It will be hard for the Bears as a team to suffer the great Super Bowl hangovers we've seen in the recent past. The competition in both the NFC North and entire conference isn't that daunting, and Chicago comes back with most of its defense intact and some more interesting cogs on offense.
Individually, however, there are two big question marks, in both reality and fantasy. The most obvious one is at quarterback, where Rex Grossman had a tale of two seasons in 2006. He started out smokin' like a breakout passer, only to struggle down the stretch and eventually melt down against the Colts. Now the good Grossman needs to stand up and take charge, or Lovie Smith will consider someone other than "Rex as our quarterback."
Then there's the huge void in the running game left by Thomas Jones, who was traded to the Jets. Jones was arguably the team's postseason MVP, and he was certainly one of the team's locker-room leaders. The pressure is on Cedric Benson to stay healthy and produce as a feature back, and many are skeptical based on what Benson has done before in the NFL.
The Bears figure to be a "real" good team in terms of wins and losses again, but their "safest" fantasy options still remain on defense and special teams.
Projected draft round Player Round Rex Grossman, QB 15-16 Cedric Benson, RB 3-4 Bernard Berrian, WR 8 Muhsin Muhammad, WR 13-14 Greg Olsen, TE 16-17 Desmond Clark, TE DND Robbie Gould, K 16-17 Defense/special teams 9-10 Draft position based on a standard 12-team combined scoring and yardage league with a 17-round draft. DND: Do not draft.
Key additions: DT Anthony Adams, SS Adam Archuleta. Key losses: DT Alfonso Boone, WR Justin Gage, DT Tank Johnson, S Todd Johnson, RB Thomas Jones, DT Ian Scott, S Cameron Worrell.
Defense/special teams. There's a big debate over which is fantasy's top defense. The Ravens, Patriots and even the Chargers have been mentioned in the same breath as the Bears. But when you throw in special teams, it breaks the tie in favor of Chicago.
The Bears are actually modest when it comes to sacks (40), but they picked off 24 passes and got six touchdowns from rookie Devin Hester in the return game. Really, it comes down to having plenty of athletes on the field in both phases as both the speed and depth of Lovie Smith's Tampa 2 pays off. In any scoring format, the Bears are at least the No. 3 fantasy defense, but in those leagues that heavily reward big special teams plays, they are the clear No. 1.
Brian Urlacher, LB. If you're new to the world of IDP and have no idea who to take, grab the guy you know is absolutely awesome. Urlacher can produce in so many ways. Two years ago, he had no INTS but posted a career-high six sacks. Last season, he had no sacks but upped his tackles total to 141 and had a career-high tying three picks. He's the heart and soul of the Bears' defense, and he can be your IDP MVP, too.

────────────────────────────────────────

» **Goals**:
(1) According to the Bears preview, which team was Thomas Jones traded to?
(2) Quote the Bears preview between "The Bears are actually" and "IDP MVP, too.", inclusive.
The material after this comes from a different source than the Bears preview.

────────────────────────────────────────

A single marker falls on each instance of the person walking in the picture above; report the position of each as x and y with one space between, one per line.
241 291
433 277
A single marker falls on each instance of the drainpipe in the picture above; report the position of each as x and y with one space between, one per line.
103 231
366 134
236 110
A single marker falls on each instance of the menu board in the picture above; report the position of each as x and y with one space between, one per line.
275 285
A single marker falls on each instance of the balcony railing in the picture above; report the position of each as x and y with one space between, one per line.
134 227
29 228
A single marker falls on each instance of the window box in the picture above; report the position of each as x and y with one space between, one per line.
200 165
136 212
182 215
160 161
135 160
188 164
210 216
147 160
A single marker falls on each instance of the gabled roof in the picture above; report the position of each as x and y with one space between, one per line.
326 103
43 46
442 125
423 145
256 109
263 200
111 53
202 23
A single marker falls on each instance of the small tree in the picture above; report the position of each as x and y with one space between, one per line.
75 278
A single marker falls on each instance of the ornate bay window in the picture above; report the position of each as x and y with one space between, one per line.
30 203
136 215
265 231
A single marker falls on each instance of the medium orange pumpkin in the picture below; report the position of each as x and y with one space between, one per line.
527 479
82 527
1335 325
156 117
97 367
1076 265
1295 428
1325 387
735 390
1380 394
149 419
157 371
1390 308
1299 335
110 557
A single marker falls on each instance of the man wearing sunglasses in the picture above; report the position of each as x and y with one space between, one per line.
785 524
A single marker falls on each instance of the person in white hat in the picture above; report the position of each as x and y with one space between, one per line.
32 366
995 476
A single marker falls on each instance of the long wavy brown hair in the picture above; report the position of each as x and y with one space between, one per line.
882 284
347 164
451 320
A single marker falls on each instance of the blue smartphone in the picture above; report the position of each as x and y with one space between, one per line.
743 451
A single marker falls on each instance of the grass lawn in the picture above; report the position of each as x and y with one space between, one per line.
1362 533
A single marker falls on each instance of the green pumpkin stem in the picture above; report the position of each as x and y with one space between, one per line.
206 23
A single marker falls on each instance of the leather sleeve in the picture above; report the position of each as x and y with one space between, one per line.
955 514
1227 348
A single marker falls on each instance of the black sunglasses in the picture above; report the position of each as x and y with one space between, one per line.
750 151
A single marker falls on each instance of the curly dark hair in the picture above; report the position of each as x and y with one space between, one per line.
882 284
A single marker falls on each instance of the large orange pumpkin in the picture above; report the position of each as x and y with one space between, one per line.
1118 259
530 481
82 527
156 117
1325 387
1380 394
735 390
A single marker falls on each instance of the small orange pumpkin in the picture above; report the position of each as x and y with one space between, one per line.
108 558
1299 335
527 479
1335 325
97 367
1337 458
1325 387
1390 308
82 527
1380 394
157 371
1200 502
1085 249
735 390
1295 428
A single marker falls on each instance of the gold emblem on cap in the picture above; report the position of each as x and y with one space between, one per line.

────────────────────────────────────────

» **Solutions to the problems**:
(1) The Jets.

(2)
The Bears are actually modest when it comes to sacks (40), but they picked off 24 passes and got six touchdowns from rookie Devin Hester in the return game. Really, it comes down to having plenty of athletes on the field in both phases as both the speed and depth of Lovie Smith's Tampa 2 pays off. In any scoring format, the Bears are at least the No. 3 fantasy defense, but in those leagues that heavily reward big special teams plays, they are the clear No. 1.
Brian Urlacher, LB. If you're new to the world of IDP and have no idea who to take, grab the guy you know is absolutely awesome. Urlacher can produce in so many ways. Two years ago, he had no INTS but posted a career-high six sacks. Last season, he had no sacks but upped his tackles total to 141 and had a career-high tying three picks. He's the heart and soul of the Bears' defense, and he can be your IDP MVP, too.